(Rijen uit een aanwijsdataset)
▼
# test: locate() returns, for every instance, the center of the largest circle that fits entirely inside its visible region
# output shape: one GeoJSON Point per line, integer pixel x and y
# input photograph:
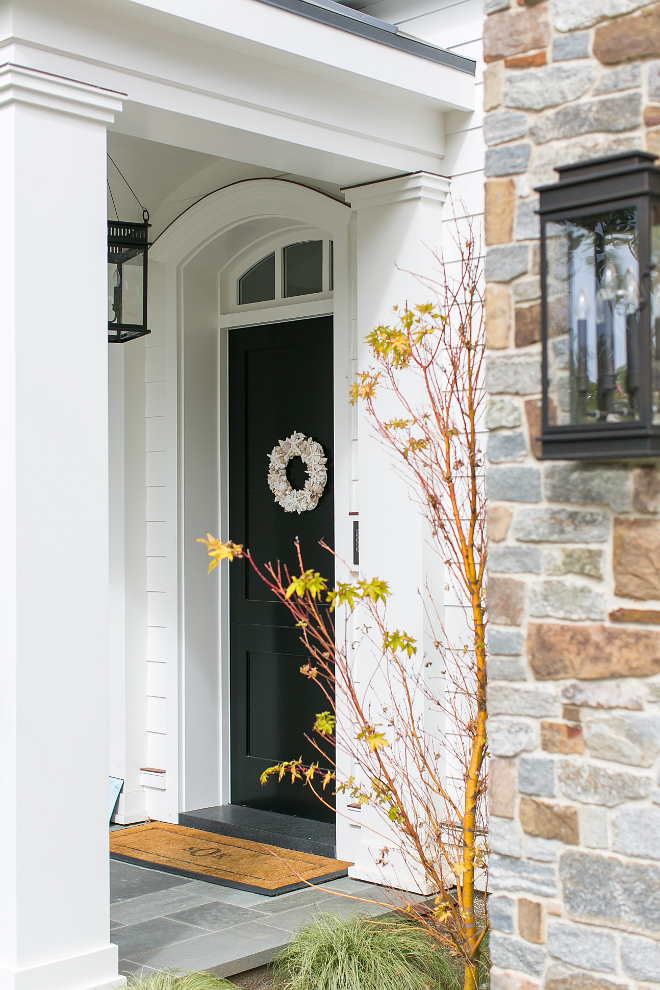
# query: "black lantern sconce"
{"type": "Point", "coordinates": [600, 270]}
{"type": "Point", "coordinates": [127, 279]}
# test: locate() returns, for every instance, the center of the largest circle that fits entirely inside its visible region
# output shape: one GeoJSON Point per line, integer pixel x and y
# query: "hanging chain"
{"type": "Point", "coordinates": [145, 212]}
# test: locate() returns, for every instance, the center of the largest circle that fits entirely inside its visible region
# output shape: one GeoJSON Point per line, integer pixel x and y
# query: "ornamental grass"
{"type": "Point", "coordinates": [334, 953]}
{"type": "Point", "coordinates": [168, 979]}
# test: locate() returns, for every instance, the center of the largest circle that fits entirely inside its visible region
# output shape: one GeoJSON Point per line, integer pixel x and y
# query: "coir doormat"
{"type": "Point", "coordinates": [189, 852]}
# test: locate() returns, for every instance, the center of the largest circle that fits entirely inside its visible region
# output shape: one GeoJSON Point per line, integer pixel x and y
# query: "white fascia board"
{"type": "Point", "coordinates": [167, 72]}
{"type": "Point", "coordinates": [283, 37]}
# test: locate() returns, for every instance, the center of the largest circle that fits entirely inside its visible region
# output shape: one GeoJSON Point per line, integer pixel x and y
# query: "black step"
{"type": "Point", "coordinates": [286, 831]}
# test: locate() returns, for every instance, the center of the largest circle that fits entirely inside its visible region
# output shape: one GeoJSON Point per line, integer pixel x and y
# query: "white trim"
{"type": "Point", "coordinates": [424, 186]}
{"type": "Point", "coordinates": [188, 253]}
{"type": "Point", "coordinates": [275, 314]}
{"type": "Point", "coordinates": [21, 85]}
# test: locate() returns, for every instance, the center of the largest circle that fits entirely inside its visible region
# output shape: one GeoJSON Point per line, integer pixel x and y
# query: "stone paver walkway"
{"type": "Point", "coordinates": [159, 920]}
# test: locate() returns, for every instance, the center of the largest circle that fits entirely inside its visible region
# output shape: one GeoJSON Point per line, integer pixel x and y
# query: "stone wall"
{"type": "Point", "coordinates": [574, 585]}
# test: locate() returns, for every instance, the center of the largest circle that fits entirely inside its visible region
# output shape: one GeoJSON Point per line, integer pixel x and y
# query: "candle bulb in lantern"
{"type": "Point", "coordinates": [605, 332]}
{"type": "Point", "coordinates": [582, 377]}
{"type": "Point", "coordinates": [631, 296]}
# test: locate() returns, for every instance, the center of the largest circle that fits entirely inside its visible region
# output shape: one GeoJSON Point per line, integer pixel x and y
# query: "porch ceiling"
{"type": "Point", "coordinates": [168, 180]}
{"type": "Point", "coordinates": [245, 82]}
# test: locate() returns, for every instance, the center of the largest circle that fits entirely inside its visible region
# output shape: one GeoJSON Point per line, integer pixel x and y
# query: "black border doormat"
{"type": "Point", "coordinates": [221, 859]}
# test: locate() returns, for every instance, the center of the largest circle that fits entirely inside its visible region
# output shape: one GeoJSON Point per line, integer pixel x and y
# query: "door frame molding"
{"type": "Point", "coordinates": [185, 264]}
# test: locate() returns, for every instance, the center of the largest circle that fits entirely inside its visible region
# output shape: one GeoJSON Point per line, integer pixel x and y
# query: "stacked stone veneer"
{"type": "Point", "coordinates": [574, 575]}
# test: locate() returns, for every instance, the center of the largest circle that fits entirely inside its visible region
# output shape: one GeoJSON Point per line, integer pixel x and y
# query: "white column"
{"type": "Point", "coordinates": [399, 227]}
{"type": "Point", "coordinates": [54, 910]}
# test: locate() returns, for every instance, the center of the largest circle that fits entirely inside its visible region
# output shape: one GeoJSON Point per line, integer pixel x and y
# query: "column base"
{"type": "Point", "coordinates": [90, 971]}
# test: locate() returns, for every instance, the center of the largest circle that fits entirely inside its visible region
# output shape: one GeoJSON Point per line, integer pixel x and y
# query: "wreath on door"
{"type": "Point", "coordinates": [311, 454]}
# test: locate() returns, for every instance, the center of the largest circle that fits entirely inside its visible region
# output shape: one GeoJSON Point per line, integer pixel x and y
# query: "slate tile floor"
{"type": "Point", "coordinates": [159, 920]}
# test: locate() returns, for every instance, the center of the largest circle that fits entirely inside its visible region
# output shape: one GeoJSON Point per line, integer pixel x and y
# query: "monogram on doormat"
{"type": "Point", "coordinates": [189, 852]}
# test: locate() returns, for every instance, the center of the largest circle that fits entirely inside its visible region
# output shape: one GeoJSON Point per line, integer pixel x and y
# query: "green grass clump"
{"type": "Point", "coordinates": [356, 953]}
{"type": "Point", "coordinates": [167, 979]}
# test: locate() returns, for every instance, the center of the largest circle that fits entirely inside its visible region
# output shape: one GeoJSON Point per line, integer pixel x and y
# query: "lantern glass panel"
{"type": "Point", "coordinates": [655, 309]}
{"type": "Point", "coordinates": [593, 309]}
{"type": "Point", "coordinates": [126, 286]}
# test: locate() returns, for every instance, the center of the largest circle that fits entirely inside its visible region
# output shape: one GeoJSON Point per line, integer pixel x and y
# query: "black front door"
{"type": "Point", "coordinates": [280, 382]}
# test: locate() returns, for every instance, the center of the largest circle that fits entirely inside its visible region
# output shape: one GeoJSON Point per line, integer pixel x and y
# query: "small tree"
{"type": "Point", "coordinates": [430, 361]}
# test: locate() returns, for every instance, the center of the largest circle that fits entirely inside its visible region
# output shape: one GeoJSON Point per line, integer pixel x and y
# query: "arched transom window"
{"type": "Point", "coordinates": [299, 268]}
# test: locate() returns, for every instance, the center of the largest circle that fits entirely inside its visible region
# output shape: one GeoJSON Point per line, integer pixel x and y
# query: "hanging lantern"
{"type": "Point", "coordinates": [127, 279]}
{"type": "Point", "coordinates": [600, 264]}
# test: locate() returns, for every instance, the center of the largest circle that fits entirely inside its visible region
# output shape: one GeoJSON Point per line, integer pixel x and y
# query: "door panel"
{"type": "Point", "coordinates": [280, 381]}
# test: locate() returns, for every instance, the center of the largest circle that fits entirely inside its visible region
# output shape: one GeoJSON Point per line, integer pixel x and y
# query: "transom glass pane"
{"type": "Point", "coordinates": [593, 307]}
{"type": "Point", "coordinates": [258, 283]}
{"type": "Point", "coordinates": [303, 268]}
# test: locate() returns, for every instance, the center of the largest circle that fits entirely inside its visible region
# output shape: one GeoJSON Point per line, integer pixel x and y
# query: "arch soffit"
{"type": "Point", "coordinates": [240, 203]}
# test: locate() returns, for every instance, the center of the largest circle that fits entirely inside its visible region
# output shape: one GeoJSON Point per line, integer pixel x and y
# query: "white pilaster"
{"type": "Point", "coordinates": [399, 228]}
{"type": "Point", "coordinates": [54, 906]}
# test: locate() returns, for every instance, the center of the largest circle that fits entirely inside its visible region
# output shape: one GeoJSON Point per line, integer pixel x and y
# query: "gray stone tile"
{"type": "Point", "coordinates": [128, 881]}
{"type": "Point", "coordinates": [231, 951]}
{"type": "Point", "coordinates": [160, 903]}
{"type": "Point", "coordinates": [297, 899]}
{"type": "Point", "coordinates": [149, 935]}
{"type": "Point", "coordinates": [242, 898]}
{"type": "Point", "coordinates": [291, 921]}
{"type": "Point", "coordinates": [215, 916]}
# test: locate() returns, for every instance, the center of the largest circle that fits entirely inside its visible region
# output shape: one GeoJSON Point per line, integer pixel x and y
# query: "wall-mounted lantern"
{"type": "Point", "coordinates": [600, 269]}
{"type": "Point", "coordinates": [128, 245]}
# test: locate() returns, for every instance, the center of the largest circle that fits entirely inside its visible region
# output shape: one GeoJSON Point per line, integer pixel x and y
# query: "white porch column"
{"type": "Point", "coordinates": [54, 906]}
{"type": "Point", "coordinates": [399, 226]}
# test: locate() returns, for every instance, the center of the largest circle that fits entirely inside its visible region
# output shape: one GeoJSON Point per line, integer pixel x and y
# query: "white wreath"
{"type": "Point", "coordinates": [311, 454]}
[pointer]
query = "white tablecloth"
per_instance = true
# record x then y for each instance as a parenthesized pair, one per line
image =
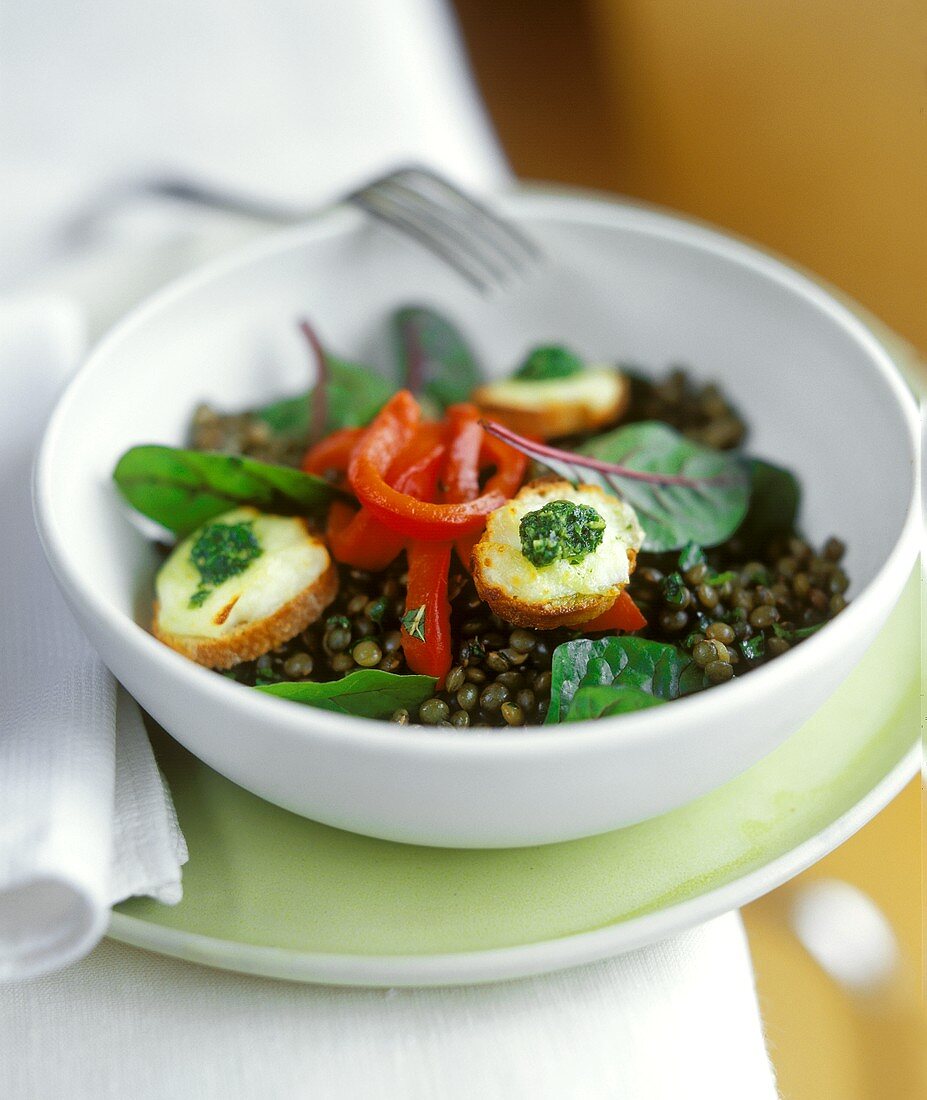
(673, 1022)
(299, 99)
▲
WERKINSTRUCTIES -> Geef elke regel uit de rijen hierboven terug waarin het woord "doormat" voorkomt. Hoofdletters en kleine letters tellen mee.

UITGEWERKTE OPDRACHT ->
# query: "coir doormat"
# query: "black border doormat"
# query: "monogram on doormat"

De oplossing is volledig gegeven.